The exercise | Change every "stroller" to "pram" in all of the items below and write them out again with nothing else altered. Leave the pictures out.

* * *

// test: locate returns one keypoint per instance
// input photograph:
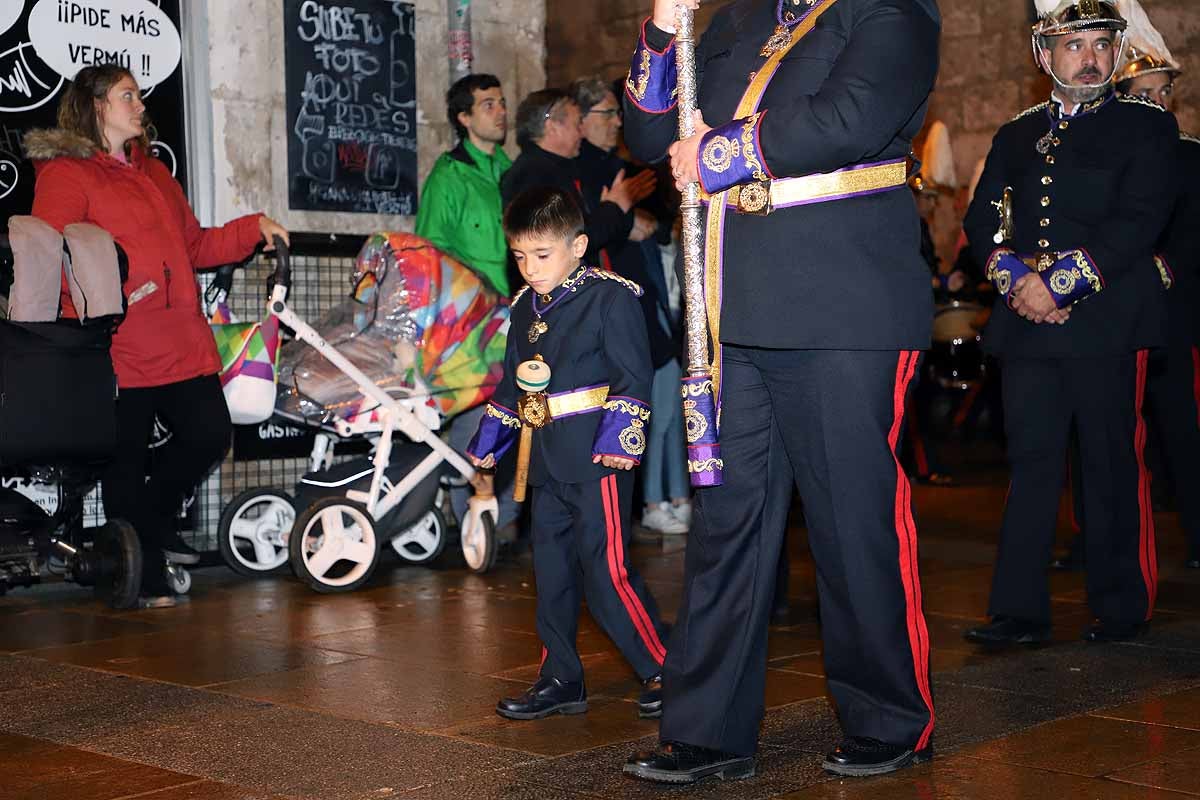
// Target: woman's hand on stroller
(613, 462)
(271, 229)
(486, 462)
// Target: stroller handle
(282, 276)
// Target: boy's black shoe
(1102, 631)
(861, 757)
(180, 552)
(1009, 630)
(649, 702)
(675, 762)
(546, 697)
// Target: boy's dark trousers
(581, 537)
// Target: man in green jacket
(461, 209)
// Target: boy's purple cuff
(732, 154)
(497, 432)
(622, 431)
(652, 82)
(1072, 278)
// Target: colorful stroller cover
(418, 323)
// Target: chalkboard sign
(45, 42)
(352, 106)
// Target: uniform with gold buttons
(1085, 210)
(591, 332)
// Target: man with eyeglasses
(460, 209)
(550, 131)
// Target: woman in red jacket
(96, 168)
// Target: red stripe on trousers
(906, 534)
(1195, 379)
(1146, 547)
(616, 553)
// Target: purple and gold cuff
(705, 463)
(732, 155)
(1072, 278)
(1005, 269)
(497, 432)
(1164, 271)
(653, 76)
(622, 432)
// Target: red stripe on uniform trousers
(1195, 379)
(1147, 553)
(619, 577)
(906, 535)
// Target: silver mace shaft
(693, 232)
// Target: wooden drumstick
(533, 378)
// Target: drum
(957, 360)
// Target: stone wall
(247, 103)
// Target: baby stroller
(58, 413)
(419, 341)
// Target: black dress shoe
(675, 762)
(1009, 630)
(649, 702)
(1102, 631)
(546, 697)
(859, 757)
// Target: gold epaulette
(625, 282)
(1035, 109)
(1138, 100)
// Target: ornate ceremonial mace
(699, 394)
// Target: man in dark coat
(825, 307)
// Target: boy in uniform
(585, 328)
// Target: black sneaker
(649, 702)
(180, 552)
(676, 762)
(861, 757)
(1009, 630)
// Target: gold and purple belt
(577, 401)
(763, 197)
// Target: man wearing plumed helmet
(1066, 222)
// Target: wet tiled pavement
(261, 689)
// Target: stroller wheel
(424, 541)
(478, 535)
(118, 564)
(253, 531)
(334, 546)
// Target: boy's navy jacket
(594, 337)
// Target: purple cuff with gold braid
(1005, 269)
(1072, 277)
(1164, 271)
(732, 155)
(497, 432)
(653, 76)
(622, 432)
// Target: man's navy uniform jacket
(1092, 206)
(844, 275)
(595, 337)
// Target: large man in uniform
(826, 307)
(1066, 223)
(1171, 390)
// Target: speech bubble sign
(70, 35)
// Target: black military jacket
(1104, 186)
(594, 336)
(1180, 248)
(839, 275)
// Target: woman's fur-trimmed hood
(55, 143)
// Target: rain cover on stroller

* * *

Result for this exercise |
// test: locate returns one keypoint per instance
// input photograph:
// Target: woman's hand on pram
(613, 462)
(271, 229)
(486, 462)
// Target: pram handle
(282, 276)
// Target: boy's black shoe
(1102, 631)
(861, 757)
(180, 552)
(1009, 630)
(649, 702)
(675, 762)
(546, 697)
// Target: boy's dark trousers
(581, 537)
// Target: man in green jacket
(461, 209)
// Target: boy's purple cuff
(732, 154)
(497, 432)
(622, 431)
(652, 82)
(1072, 278)
// Target: colorful pram cover
(418, 323)
// Target: chalkboard sign
(45, 42)
(352, 106)
// Target: uniform with gold buttons
(1085, 210)
(591, 332)
// Target: man with eyeglasses
(460, 209)
(550, 131)
// Target: woman in red jacket
(96, 168)
// Target: red stripe on trousers
(906, 534)
(1195, 379)
(1146, 547)
(616, 553)
// Target: purple and gold cuff
(705, 463)
(732, 155)
(1072, 278)
(1005, 269)
(497, 432)
(1164, 271)
(653, 76)
(622, 432)
// Target: red stripe on uniform trousers
(1195, 379)
(1147, 553)
(619, 577)
(906, 535)
// Target: silver mace shaft
(693, 232)
// Target: wooden drumstick
(533, 378)
// Target: drum
(957, 360)
// Target: stone wall
(247, 103)
// Target: baby pram
(58, 413)
(419, 341)
// Target: black dress shoe
(675, 762)
(1009, 630)
(649, 702)
(1102, 631)
(546, 697)
(859, 757)
// Target: gold epaulette
(625, 282)
(1035, 109)
(1138, 100)
// Target: ornate ceremonial mace
(699, 394)
// Target: man in dark coat
(825, 307)
// Target: boy in uniform
(585, 328)
// Target: black sneaker
(649, 702)
(180, 552)
(676, 762)
(861, 757)
(1009, 630)
// Target: gold and purple belt
(577, 401)
(763, 197)
// Target: man wearing plumed helmet
(1066, 222)
// Target: wet tiled pavement
(261, 689)
// Target: pram wheel
(424, 541)
(478, 535)
(118, 564)
(253, 531)
(334, 546)
// Target: boy's navy jacket
(594, 337)
// Target: purple cuff with gold braid
(1005, 269)
(1072, 277)
(1164, 271)
(732, 155)
(497, 432)
(653, 76)
(622, 432)
// Target: man's navy uniform jacket
(1092, 206)
(844, 275)
(595, 337)
// Target: large man in uniform
(826, 307)
(1066, 223)
(1171, 390)
// Target: speech bubble sign
(70, 35)
// Target: black military jacket
(1104, 186)
(594, 336)
(1180, 248)
(839, 275)
// Target: woman's fur-trimmed hood
(55, 143)
// Target: rain cover on pram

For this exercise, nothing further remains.